TASK REQUIREMENTS
1. In the insurance requirements text, how much higher are umbrella limits on average for global-level sets?
2. Say whether each statement agrees with the insurance requirements text, answering yes or no and quoting the words that decide it: (a) Workers' Compensation limits average 200 percent higher for global-level sets. (b) Collecting and reviewing COIs works differently for global-level requirements than for project-specific ones. (c) Blanket Additional Insured verbiage is an optional part of global-level requirements.
3. Write the next paragraph of the insurance requirements text, picking up after its last sentence.

TEXT EXCERPT
◇ ◇ ◇

Once you’ve shortlisted your reliable, low-risk subcontractors it’s time to move on to designing a global-level insurance requirement set that is simultaneously widely applicable across your projects and specific enough to ensure you’re adequately covered in the event of a claim.

Design a Global-Level Insurance Requirement Set

A well designed global-level insurance requirements set protects GCs from risk by being broad enough to apply to a variety of projects but stringent enough to provide adequate coverage in the event of a claim. Here are some trends we’ve identified from our GC customers’ global-level insurance requirement sets compared to their project-specific requirements:

  • Higher average Workers’ Compensation and umbrella liability limits
    • On average, WC limits are 200 percent higher for global-level
    • On average, umbrella limits are 500 percent higher for global-level 
  • Increased amount of additional GL coverages required, including damage to rented premises and medical expenses
  • 100% inclusion of blanket Additional Insured requirements with “as required by written contract” verbiage in order to confer coverage to the GC, project owner, and all other required parties
  • Similar or identical endorsements (Primary & Noncontributory, Waiver of Subrogation, 30 Days Notice of Cancellation, CG 2010/2037s, etc.) for GL and auto liability

As each GCs insurance needs and risk tolerance levels are different these trends may not necessarily be a fit for every company, but they provide some context as to how other GCs design their requirement sets. However, one non-negotiable component of global-level insurance requirements is the blanket Additional Insured verbiage that confers AI status to everyone who needs it.

Collect and Review Subcontractor COIs and Endorsements

Now that you’ve done all the prep work for global-level insurance requirements it’s time to get into the nitty gritty–collecting and reviewing COIs and endorsements (Struggling to review COIs for compliance? Download our COI review blueprint.) This process is one you’re probably already familiar with, and doesn’t look any different for global-level insurance requirements than it does for project-specific requirements. However, rather than being forced to address gaps on multiple COIs for one subcontractor, you only have to resolve the issues one time to get a subcontractor compliant across your projects. Once you’ve sorted out the gaps, your global subcontractor can immediately get to work on any project. During the review of endorsements ensure your subcontractor has provided a blanket Additional Insured endorsement that extends coverage not only to your GC but the project owner too.

◇ ◇ ◇

EXCERPTED DATA
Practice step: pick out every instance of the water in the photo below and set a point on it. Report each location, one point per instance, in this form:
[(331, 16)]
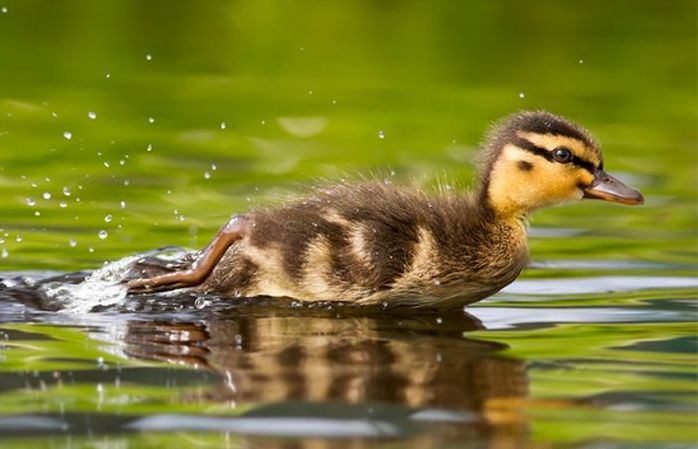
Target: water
[(208, 105)]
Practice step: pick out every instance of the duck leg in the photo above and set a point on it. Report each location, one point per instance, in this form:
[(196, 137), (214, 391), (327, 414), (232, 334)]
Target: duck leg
[(201, 267)]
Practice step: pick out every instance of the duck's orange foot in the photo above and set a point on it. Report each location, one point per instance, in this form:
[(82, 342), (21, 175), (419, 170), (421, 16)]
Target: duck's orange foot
[(200, 268)]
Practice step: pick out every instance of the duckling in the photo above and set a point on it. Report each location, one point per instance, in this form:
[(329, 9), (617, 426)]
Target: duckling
[(370, 243)]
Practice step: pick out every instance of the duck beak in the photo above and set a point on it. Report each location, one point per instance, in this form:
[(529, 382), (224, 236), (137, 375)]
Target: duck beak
[(606, 187)]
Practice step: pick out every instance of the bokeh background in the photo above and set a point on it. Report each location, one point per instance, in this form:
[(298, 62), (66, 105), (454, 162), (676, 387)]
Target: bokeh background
[(180, 114), (129, 125)]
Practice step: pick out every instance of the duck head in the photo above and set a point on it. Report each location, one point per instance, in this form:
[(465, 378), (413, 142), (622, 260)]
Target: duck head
[(537, 159)]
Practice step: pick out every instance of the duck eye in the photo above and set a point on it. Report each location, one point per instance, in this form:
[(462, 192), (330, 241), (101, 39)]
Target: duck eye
[(562, 155)]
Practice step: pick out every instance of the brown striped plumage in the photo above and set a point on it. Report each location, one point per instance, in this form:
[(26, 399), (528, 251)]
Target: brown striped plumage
[(373, 243)]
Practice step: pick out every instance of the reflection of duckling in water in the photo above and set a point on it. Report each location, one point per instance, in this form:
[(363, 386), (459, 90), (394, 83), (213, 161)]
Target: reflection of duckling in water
[(371, 243)]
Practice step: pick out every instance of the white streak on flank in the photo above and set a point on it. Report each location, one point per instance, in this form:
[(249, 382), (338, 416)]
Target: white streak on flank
[(317, 266), (423, 267), (359, 246), (271, 278)]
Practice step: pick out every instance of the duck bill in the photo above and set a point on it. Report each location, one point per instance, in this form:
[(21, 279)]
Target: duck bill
[(606, 187)]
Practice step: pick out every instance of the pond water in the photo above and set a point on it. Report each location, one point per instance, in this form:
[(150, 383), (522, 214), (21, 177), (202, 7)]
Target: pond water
[(127, 126)]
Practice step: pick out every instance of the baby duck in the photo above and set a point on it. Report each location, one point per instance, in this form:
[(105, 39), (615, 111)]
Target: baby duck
[(371, 243)]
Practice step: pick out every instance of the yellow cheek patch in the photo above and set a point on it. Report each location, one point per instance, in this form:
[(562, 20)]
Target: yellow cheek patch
[(552, 141), (515, 188)]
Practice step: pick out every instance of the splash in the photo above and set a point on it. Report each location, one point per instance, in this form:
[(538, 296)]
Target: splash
[(103, 288)]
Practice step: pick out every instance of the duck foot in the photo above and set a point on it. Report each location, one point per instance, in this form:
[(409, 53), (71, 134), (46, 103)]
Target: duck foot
[(202, 265)]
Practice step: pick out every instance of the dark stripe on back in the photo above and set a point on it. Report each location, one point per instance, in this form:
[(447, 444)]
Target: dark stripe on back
[(539, 151)]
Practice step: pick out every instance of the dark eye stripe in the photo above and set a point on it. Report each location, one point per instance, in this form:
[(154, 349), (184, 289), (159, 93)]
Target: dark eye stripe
[(533, 148)]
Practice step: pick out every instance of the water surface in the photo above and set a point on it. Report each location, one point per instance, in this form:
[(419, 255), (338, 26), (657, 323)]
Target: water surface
[(126, 126)]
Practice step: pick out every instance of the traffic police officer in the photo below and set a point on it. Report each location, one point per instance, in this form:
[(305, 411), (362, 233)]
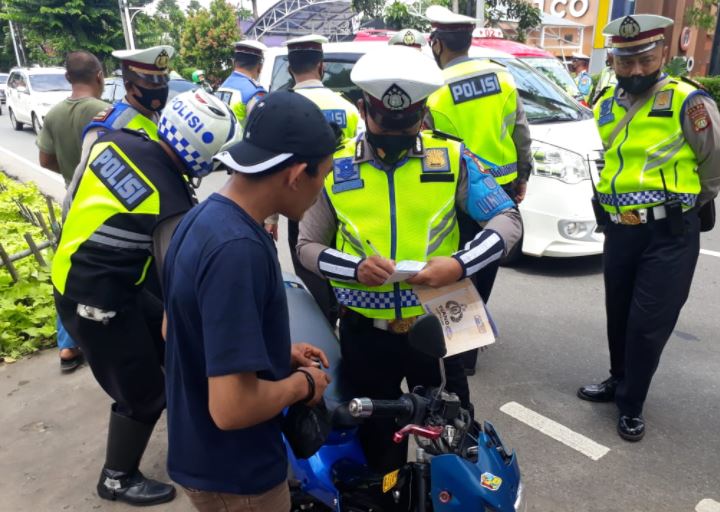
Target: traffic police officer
[(662, 164), (248, 62), (408, 37), (126, 205), (480, 104), (392, 196), (145, 74), (305, 60), (583, 79)]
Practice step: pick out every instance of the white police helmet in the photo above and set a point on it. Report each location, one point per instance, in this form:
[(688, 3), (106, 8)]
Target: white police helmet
[(197, 125)]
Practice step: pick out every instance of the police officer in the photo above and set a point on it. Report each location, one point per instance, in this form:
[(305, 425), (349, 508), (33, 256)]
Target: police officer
[(392, 196), (408, 37), (480, 104), (248, 62), (145, 74), (305, 62), (580, 64), (126, 205), (662, 163)]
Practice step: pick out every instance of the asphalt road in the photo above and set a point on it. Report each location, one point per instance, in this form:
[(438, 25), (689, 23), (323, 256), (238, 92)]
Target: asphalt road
[(550, 313)]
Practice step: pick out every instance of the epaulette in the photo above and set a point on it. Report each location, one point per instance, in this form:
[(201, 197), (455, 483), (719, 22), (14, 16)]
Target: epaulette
[(445, 136), (693, 83)]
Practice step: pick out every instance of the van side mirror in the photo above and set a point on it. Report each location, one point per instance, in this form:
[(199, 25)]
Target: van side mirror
[(427, 336)]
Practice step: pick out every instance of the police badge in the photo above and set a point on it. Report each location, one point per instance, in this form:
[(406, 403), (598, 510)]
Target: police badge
[(395, 98)]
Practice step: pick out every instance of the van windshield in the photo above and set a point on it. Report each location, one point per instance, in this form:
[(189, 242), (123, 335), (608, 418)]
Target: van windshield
[(48, 83)]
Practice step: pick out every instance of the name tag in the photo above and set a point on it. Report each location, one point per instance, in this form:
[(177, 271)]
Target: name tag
[(337, 116), (475, 87), (124, 183)]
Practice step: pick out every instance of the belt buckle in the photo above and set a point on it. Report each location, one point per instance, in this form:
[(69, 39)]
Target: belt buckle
[(401, 325), (630, 218)]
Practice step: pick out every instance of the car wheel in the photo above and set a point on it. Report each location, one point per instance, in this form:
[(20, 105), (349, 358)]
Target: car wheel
[(14, 122), (36, 124)]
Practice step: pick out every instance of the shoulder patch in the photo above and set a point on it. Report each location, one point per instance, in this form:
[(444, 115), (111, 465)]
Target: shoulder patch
[(699, 117), (102, 116), (436, 160), (475, 87), (120, 178)]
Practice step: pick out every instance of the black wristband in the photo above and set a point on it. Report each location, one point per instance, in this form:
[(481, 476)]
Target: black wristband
[(311, 385)]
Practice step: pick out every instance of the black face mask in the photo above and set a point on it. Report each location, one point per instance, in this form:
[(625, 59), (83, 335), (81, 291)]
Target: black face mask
[(152, 99), (638, 84), (393, 147)]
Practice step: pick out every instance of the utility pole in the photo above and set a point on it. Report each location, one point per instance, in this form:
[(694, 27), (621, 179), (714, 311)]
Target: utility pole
[(15, 44)]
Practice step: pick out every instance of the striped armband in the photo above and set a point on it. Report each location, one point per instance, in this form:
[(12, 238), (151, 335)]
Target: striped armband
[(479, 252), (338, 266)]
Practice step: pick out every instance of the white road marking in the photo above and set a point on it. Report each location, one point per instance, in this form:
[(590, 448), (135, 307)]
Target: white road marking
[(52, 175), (707, 505), (553, 429), (710, 253)]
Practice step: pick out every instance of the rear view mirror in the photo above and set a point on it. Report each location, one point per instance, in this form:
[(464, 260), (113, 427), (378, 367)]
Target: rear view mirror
[(427, 336)]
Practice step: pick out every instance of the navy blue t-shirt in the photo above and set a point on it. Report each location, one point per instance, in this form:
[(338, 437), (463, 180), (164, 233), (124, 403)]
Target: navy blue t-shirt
[(227, 313)]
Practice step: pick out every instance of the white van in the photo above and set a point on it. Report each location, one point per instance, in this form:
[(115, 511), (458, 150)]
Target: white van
[(557, 213), (31, 92)]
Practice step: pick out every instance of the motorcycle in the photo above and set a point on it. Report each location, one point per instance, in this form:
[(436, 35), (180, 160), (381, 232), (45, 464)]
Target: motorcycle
[(460, 464)]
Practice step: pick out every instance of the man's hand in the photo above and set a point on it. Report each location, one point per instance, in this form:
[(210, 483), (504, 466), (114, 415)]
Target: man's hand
[(304, 354), (520, 190), (440, 271), (375, 270), (272, 229), (322, 380)]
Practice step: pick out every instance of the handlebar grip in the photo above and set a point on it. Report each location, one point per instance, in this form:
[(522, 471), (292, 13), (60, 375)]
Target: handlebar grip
[(366, 407)]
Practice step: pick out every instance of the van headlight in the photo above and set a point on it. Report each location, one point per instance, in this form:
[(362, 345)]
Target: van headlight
[(520, 502), (559, 163)]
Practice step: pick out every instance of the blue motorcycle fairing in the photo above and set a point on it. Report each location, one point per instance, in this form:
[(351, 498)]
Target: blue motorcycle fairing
[(464, 480), (315, 473)]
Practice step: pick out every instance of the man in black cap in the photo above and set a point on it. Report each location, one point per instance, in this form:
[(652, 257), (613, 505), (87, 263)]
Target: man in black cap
[(229, 363)]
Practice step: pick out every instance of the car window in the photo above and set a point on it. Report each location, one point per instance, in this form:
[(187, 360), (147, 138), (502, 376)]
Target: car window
[(49, 82), (337, 75), (555, 71), (543, 100)]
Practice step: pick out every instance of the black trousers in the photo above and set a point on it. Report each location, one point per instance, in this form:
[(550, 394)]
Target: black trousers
[(125, 355), (319, 288), (648, 274), (374, 363)]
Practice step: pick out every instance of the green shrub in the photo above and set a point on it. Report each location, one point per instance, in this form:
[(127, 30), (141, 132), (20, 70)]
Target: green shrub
[(712, 84), (27, 310)]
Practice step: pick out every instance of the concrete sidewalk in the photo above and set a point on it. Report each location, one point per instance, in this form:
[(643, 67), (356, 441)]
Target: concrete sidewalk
[(52, 440)]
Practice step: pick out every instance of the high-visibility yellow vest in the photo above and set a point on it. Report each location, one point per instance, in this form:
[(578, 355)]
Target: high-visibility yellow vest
[(479, 105), (336, 109), (650, 147), (406, 214)]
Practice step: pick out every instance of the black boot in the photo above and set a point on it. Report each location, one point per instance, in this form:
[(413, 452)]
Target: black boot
[(120, 478)]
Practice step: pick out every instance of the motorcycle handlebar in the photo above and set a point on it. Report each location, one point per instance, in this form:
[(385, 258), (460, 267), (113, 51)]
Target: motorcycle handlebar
[(367, 407)]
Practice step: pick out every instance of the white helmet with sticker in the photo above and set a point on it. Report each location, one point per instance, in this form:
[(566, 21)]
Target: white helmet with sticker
[(197, 125)]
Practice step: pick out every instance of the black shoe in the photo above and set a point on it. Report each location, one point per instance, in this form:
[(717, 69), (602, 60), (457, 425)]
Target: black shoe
[(133, 489), (603, 392), (631, 428)]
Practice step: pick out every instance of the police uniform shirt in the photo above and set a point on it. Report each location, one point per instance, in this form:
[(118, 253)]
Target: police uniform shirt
[(104, 268), (521, 134), (318, 227), (701, 128)]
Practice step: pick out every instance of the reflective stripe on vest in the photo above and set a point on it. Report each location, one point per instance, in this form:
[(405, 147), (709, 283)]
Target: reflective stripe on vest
[(335, 108), (650, 147), (479, 105), (93, 204), (406, 214)]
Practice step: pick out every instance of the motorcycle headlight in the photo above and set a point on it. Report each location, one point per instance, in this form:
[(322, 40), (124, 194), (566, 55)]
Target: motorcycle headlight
[(520, 502), (555, 162)]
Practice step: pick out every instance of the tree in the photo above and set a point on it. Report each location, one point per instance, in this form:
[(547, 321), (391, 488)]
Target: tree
[(207, 39), (52, 28)]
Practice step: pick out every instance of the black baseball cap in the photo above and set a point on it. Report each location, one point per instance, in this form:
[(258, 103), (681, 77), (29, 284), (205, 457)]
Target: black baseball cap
[(280, 126)]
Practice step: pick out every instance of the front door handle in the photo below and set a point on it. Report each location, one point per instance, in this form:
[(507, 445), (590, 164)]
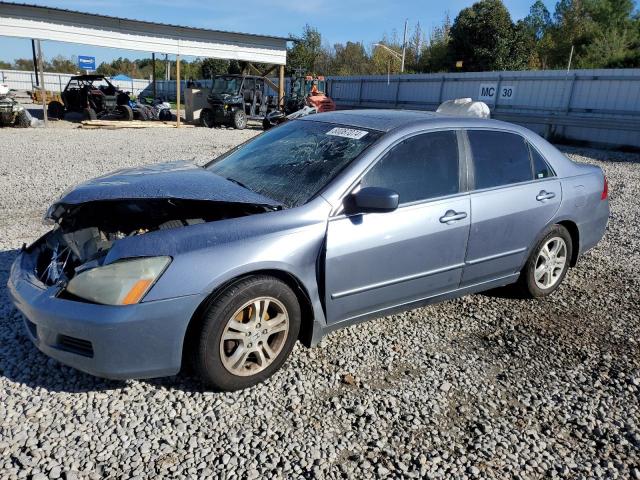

◇ ◇ ◇

RESULTS OF THE EXERCISE
1. 500 percent higher.

2.
(a) Yes: "On average, WC limits are 200 percent higher for global-level"
(b) No: "doesn’t look any different for global-level insurance requirements than it does for project-specific requirements"
(c) No: "one non-negotiable component of global-level insurance requirements is the blanket Additional Insured verbiage that confers AI status to everyone who needs it"

3.
Potential Roadblocks to Implementing Global-Level Requirements

One of our GC customers shared one large pitfall with us that prevented them from fully taking advantage of global-level insurance requirements: a lack of organizational capabilities in their existing system. The COI management software they were using had no specific way to designate a global subcontractor from a project subcontractor, leaving global subcontractors “mixed in alphabetically with [their] project subcontractors.” This defeated the purpose of segmenting their subcontractors to begin with. Without the correct system or software in place, segmenting project-specific versus global subcontractors became an additional administrative nightmare. Fortunately, they found a better way to handle their global-level insurance requirements in Procore–with the Jones Procore integration.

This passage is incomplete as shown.